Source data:
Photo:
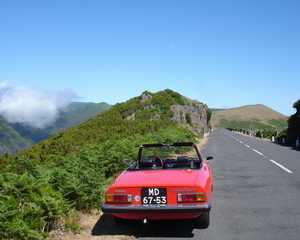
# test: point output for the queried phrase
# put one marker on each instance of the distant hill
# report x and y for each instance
(16, 137)
(249, 117)
(140, 115)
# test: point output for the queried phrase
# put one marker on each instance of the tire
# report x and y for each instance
(120, 221)
(203, 221)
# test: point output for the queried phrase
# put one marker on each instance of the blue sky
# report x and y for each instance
(224, 53)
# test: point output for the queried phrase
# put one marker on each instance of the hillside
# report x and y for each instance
(43, 187)
(139, 115)
(16, 137)
(249, 117)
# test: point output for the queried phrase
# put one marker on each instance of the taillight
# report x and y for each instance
(118, 198)
(191, 197)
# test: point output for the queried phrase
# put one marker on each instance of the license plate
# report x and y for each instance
(154, 196)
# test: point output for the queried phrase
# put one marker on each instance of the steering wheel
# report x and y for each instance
(158, 161)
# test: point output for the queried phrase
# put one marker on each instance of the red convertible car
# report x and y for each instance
(168, 181)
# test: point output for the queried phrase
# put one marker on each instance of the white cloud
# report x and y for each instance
(31, 106)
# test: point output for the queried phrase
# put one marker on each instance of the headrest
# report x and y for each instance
(183, 159)
(146, 162)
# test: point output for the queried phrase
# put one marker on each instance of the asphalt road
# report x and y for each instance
(256, 194)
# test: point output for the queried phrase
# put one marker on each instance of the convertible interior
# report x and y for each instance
(155, 162)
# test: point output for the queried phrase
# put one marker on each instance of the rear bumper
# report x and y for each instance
(137, 209)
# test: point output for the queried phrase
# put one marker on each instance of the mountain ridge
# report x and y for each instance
(257, 116)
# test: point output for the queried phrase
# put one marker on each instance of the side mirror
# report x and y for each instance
(127, 160)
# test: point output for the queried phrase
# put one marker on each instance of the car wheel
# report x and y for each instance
(202, 221)
(120, 221)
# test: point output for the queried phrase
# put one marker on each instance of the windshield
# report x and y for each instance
(166, 156)
(169, 152)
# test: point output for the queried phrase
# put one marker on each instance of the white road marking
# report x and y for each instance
(259, 153)
(282, 167)
(271, 160)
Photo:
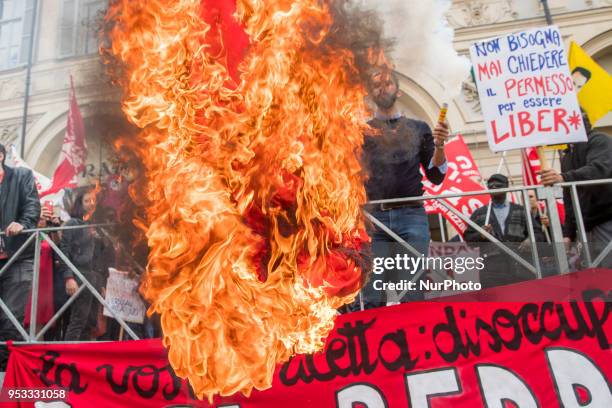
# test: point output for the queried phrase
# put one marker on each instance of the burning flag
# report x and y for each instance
(252, 176)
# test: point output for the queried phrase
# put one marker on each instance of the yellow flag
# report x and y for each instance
(593, 84)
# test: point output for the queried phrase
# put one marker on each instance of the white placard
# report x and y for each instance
(526, 91)
(122, 296)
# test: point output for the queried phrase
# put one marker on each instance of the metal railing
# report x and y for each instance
(38, 235)
(547, 194)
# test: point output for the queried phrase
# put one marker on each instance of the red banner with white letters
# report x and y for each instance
(453, 353)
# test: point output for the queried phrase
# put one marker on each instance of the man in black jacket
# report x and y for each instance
(92, 254)
(508, 223)
(587, 161)
(19, 210)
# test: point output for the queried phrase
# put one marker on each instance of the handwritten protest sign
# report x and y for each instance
(526, 91)
(122, 296)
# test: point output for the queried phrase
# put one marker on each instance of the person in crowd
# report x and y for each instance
(92, 254)
(19, 211)
(394, 150)
(591, 160)
(541, 220)
(507, 222)
(45, 302)
(541, 223)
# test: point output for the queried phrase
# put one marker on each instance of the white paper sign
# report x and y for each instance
(122, 296)
(526, 91)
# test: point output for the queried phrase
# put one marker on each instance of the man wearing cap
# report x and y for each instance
(507, 222)
(394, 150)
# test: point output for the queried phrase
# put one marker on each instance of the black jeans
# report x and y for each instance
(15, 286)
(84, 310)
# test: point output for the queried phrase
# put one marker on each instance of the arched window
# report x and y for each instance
(79, 26)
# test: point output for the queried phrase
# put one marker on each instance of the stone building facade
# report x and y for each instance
(65, 44)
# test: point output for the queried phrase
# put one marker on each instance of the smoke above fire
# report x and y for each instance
(423, 40)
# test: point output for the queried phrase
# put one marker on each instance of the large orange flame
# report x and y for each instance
(253, 182)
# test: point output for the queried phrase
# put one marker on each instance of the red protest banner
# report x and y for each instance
(431, 354)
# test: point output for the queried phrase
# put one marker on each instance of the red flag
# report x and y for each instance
(74, 150)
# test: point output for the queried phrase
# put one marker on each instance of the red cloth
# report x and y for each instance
(45, 288)
(226, 38)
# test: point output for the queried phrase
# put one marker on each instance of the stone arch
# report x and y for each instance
(599, 45)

**Exercise description:**
Whenever a line of the data above includes the word "black", copy that line.

**Solution for this problem:**
# put one marker on each instance of the man in black jacket
# put one marker on each instance of the black jeans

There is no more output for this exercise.